We open in the consciousness of Joelle as she (soberly) cleans her Ennet House dorm with some Kleenex. We’re in agreement that it is here Joelle really becomes one of the very few major main characters alongside Hal, his family, and Gately: ‘She’d barely thought consciously of any Incandenzas for four years before Don Gately, who for some reason kept bringing them bubbling up to mind’ (737). Through the recovering Madame Psychosis, then, we are treated to a meditation on ‘the second-saddest family Joelle’d ever seen’ (737). Wallace writes families extremely well. We ponder the meanings of Jim’s face being ‘any room’s fifth wall’: both an effective theatrical metaphor (the division between critic and auteur) and suggestive of ensuring those around him are cloistered in private spaces. We were seeing potential parallels between J.O.I. and D.F.W. in terms of the ‘unstudyably’ realistic human flashes. Joelle’s memory of the Incandenza Thanksgiving dinner, which ends ‘in a kind of explosion of goodwill’ is a favourite episode of our group: like we felt with Bain’s take on Orin, Joelle’s perspective here allows us to see the picture-perfect Incandenzas for the ‘whole sad family unit’ they are.
Downstairs from Joelle at Ennet House, a veiled Marathe attempts to gain residency from Pat M. We find the A.F.R. simultaneously dangerous (the fate of the Antitoi bro’s) and bumbling – with Marathe’s lie ‘I withdraw from the scag, smack, and H’ blatantly transparent. His fatigue is rather poignant here, as if Ennet House is a safe enclosure in which to lay down the weight of his ‘quadrupling’ espionage; to what ends and to what side will he commit himself for the good of ‘his restenotic wife and entertainment-hungry children’.

########################################

• [TASK SET]
- 1) Write out the Ennet House passage between "Downstairs from Joelle" and "and entertainment-hungry children’.", inclusive, with every word kept as it appears.
- 2) Supply the next part of the Ennet House passage, starting right after its last sentence.

########################################

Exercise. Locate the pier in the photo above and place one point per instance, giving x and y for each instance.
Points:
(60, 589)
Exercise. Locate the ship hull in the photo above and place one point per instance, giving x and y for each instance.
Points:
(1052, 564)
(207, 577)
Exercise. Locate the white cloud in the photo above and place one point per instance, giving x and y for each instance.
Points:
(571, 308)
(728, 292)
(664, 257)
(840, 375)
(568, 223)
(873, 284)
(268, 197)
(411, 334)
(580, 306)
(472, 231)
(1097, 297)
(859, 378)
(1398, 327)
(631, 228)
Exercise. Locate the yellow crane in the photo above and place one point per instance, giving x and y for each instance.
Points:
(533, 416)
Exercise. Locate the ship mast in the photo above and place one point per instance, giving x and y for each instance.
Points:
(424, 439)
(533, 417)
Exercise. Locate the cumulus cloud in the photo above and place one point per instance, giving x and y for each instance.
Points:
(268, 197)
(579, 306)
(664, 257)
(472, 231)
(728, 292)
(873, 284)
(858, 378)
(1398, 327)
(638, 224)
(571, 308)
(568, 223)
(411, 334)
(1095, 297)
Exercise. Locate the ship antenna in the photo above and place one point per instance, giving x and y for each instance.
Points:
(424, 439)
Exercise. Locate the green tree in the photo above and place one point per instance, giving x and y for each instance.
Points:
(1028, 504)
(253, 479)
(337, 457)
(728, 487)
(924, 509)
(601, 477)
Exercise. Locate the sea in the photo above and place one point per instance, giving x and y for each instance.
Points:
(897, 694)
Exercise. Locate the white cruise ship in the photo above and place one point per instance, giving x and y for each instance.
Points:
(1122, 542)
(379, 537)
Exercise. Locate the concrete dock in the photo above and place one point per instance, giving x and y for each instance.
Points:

########################################

• [WRITTEN ANSWERS]
- 1)
Downstairs from Joelle at Ennet House, a veiled Marathe attempts to gain residency from Pat M. We find the A.F.R. simultaneously dangerous (the fate of the Antitoi bro’s) and bumbling – with Marathe’s lie ‘I withdraw from the scag, smack, and H’ blatantly transparent. His fatigue is rather poignant here, as if Ennet House is a safe enclosure in which to lay down the weight of his ‘quadrupling’ espionage; to what ends and to what side will he commit himself for the good of ‘his restenotic wife and entertainment-hungry children’.

- 2)
Over at E.T.A., Mario’s shooting peripatetic footage around the dorms. Felicity Zweig, caught in a towel, provides some genuine dialogue, but LaMont Chu, under pressure to “say something for posterity […] can’t think what to say.” The kids at E.T.A. are used to being under the gaze of the (Mario’s) camera, yet never seem to acclimatize. We consider how “all conscious performances are self-conscious performances.” As Mario arrives in Avril’s office, so begins some of the novel’s finest sustained dialogue. We get a real insight into Avril’s mendacious interfacing which causes even Mario, who takes everything as truthful, to suffer. As Avril cycles through academic descriptions of sadness, we digress into talking about the laugh-tracks on sitcoms. The way TV shows pace themselves and conceal or transform malignancies (of both characters and script-writing) behind canned-laughter seems to depict some of the unsettling qualities of Millennial conversation that had LaMont Chu unable to ask Mario a question, and Avril unable to really listen to Mario, with artificial performances denying connection. In both instances sadness is uncomfortable and is avoided through performance. By the dialogue’s end (ostensibly about Mario asking what to do about Hal’s sadness) Joelle’s diagnosis proves correct as the definitions of and anxieties over sadness could apply to any Incandenza.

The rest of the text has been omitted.